» WHAT THE TASK REQUIRES
All the data should be repeated exactly. Any image in it is left out.
------------------------------------------------
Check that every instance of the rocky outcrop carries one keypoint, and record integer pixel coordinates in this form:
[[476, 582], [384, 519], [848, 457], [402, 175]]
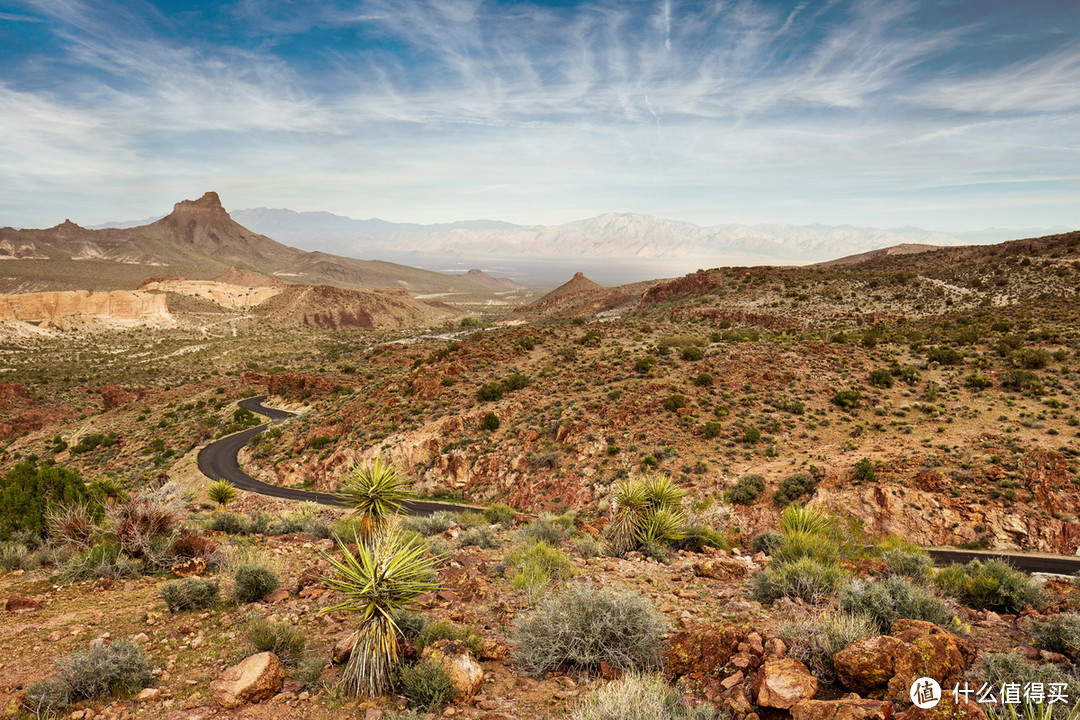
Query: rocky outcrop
[[116, 307], [459, 665], [252, 680], [914, 649]]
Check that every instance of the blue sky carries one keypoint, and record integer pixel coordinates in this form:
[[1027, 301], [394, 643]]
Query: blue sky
[[944, 114]]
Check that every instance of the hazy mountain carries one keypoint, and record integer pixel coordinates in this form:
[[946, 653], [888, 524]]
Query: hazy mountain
[[198, 240]]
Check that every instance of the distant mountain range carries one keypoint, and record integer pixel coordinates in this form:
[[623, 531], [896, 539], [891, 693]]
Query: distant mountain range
[[616, 235], [198, 240]]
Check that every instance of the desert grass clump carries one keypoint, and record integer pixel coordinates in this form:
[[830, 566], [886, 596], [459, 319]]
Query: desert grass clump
[[815, 639], [119, 667], [890, 598], [427, 685], [806, 578], [254, 582], [385, 576], [639, 696], [646, 510], [189, 594], [376, 491], [285, 641], [1060, 633], [990, 585], [581, 626]]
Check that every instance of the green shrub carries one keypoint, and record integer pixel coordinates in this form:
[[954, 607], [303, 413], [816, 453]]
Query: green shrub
[[581, 627], [440, 629], [990, 585], [1058, 633], [639, 696], [814, 640], [500, 514], [805, 578], [254, 582], [888, 599], [285, 641], [427, 685], [795, 488], [189, 594], [745, 490], [28, 490], [880, 378]]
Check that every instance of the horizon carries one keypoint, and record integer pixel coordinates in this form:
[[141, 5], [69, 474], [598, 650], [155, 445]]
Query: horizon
[[953, 118]]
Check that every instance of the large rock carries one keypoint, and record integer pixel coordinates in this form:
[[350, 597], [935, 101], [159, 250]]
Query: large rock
[[841, 709], [783, 682], [914, 649], [252, 680], [463, 670]]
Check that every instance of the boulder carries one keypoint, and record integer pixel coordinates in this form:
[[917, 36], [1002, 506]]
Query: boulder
[[463, 670], [783, 682], [841, 709], [914, 649], [252, 680]]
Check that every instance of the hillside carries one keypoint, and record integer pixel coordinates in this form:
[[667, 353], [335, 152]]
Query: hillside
[[198, 240]]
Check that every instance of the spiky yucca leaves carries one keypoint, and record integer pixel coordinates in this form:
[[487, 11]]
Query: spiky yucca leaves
[[646, 510], [376, 491], [221, 493], [385, 576]]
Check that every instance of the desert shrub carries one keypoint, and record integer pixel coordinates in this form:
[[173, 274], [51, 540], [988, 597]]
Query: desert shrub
[[805, 578], [795, 488], [500, 514], [73, 525], [28, 490], [105, 559], [880, 378], [427, 685], [814, 640], [746, 489], [481, 538], [189, 594], [847, 399], [639, 696], [254, 582], [100, 669], [543, 531], [766, 541], [990, 585], [581, 627], [285, 641], [440, 629], [429, 525], [888, 599], [1058, 633], [913, 562]]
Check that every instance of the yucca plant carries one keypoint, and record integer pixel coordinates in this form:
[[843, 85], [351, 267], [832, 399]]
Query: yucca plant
[[646, 510], [221, 492], [376, 491], [385, 576]]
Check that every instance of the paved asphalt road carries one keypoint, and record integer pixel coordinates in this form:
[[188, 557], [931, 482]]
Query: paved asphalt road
[[218, 462]]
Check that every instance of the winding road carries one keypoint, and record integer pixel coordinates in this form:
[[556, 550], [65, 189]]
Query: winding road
[[218, 462]]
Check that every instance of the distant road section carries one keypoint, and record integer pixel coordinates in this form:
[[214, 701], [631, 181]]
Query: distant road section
[[218, 462], [1061, 565]]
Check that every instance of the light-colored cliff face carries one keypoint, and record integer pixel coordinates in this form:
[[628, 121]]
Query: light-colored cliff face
[[122, 308], [223, 294]]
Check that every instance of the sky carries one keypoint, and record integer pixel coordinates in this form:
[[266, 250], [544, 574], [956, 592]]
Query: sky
[[944, 114]]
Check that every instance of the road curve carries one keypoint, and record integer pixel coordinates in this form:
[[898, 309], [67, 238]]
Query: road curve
[[218, 462]]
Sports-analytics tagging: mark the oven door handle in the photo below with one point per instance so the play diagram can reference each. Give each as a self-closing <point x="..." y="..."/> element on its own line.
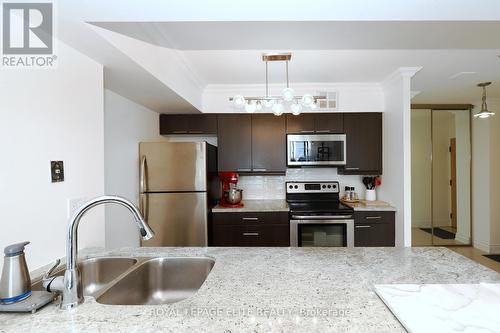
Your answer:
<point x="322" y="217"/>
------------------------------------------------
» ANSWER SECTION
Check that every instance of the rocky outcrop carries one keypoint, and record integer pixel coordinates in this form:
[[476, 582], [384, 519], [848, 457], [402, 175]]
Query: rocky outcrop
[[116, 307], [459, 665], [252, 680], [914, 649]]
Check that every instance of the blue sky carries one keypoint, and record integer pixel coordinates in this form:
[[1027, 301], [394, 643]]
Query: blue sky
[[944, 114]]
Check that every instance of the hazy mountain carries one keypoint, and record integer pixel coordinates in this form:
[[946, 653], [888, 524]]
Query: hazy mountain
[[198, 240]]
Check that every instance of the distant mountain range carries one keypoint, and record integer pixel coordinates in this form:
[[623, 531], [896, 539], [891, 693]]
Query: distant mountain range
[[616, 235], [198, 240]]
Check that every instance of the desert grass clump carries one keypoint, and record integer pixel coordinates in this form:
[[830, 566], [886, 596], [459, 319]]
Query: desert grass clump
[[815, 639], [119, 667], [890, 598], [427, 685], [806, 578], [254, 582], [385, 576], [639, 696], [646, 510], [189, 594], [376, 491], [285, 641], [1060, 633], [990, 585], [581, 626]]
Check that every instance of the green shrub carries one keypoint, and record integer pixel coordinates in this form:
[[954, 607], [303, 413], [816, 453]]
Query: green shrub
[[581, 627], [440, 629], [990, 585], [1058, 633], [639, 696], [814, 640], [500, 514], [805, 578], [254, 582], [888, 599], [285, 641], [427, 685], [795, 488], [189, 594], [745, 490], [28, 490], [880, 378]]
Check that every instance of the horizon carries one keypoint, and record integer pixel coordinates in this form:
[[141, 5], [69, 474], [598, 650], [155, 445]]
Query: horizon
[[953, 118]]
Check that every instance of the large rock carries one keypoint, and record integer pixel coordinates in this form:
[[350, 597], [935, 101], [159, 250]]
Query: large rock
[[841, 709], [783, 682], [914, 649], [252, 680], [463, 670]]
Check that every instance of the boulder carries one keypoint, and record integer pixel coordinates in this form:
[[917, 36], [1002, 506]]
Query: boulder
[[463, 670], [783, 682], [841, 709], [914, 649], [252, 680]]
Check that every instance of the hillside carries one keypoint, and record integer pixel coordinates in this form:
[[667, 353], [335, 152]]
Query: hillside
[[198, 240]]
Check that every instance of the spiky yucca leaves carries one keypoint, and record integer pixel coordinates in this form:
[[487, 11]]
Query: spiky yucca leaves
[[646, 510], [376, 491], [221, 493], [385, 576]]
Check that every instance of the desert shrub carries one keypoint, and record integer pixel coordinates in this form:
[[173, 274], [51, 540], [988, 597]]
Query: desert shrub
[[805, 578], [795, 488], [500, 514], [73, 525], [28, 490], [105, 559], [880, 378], [427, 685], [814, 640], [746, 489], [481, 538], [189, 594], [847, 399], [639, 696], [254, 582], [100, 669], [543, 531], [766, 541], [990, 585], [581, 627], [285, 641], [440, 629], [429, 525], [888, 599], [1058, 633], [913, 562]]
Check that every instance of the yucca plant carries one keypoint, and record integer pixel coordinates in this form:
[[843, 85], [351, 267], [832, 399]]
Query: yucca plant
[[646, 510], [221, 492], [376, 491], [385, 576]]
Check that every instance of the paved asphalt road carries one keypoint, and record integer pixel coordinates in this form:
[[188, 557], [931, 482]]
Query: paved asphalt road
[[218, 462]]
Check that every instance of the winding road carries one keypoint, and record integer pixel coordinates in this form:
[[556, 550], [65, 189]]
Query: winding road
[[218, 462]]
Check that every instance of the distant road section carries one keypoint, and record integer pixel coordinates in this form:
[[214, 701], [631, 181]]
Query: distant road section
[[218, 462], [1061, 565]]
Check that every instance of the light-colored cliff face carries one keypoint, and record integer pixel coordinates in this form:
[[628, 121]]
Query: light-colored cliff face
[[122, 308], [223, 294]]
Check that every instance of the sky carries one keypoint, and record integer pixel coordinates in this form:
[[266, 250], [544, 574], [956, 592]]
Query: sky
[[944, 114]]
Check that every instance of the road curve carries one keypoint, and record integer pixel coordinates in this form:
[[898, 309], [67, 238]]
Query: road curve
[[218, 462]]
Sports-analytics tagging: mark the oven door handle in the photo below with one point per instance so the play diagram can reference each. Give each as a self-closing <point x="..." y="..."/> element on its own line.
Your answer:
<point x="322" y="217"/>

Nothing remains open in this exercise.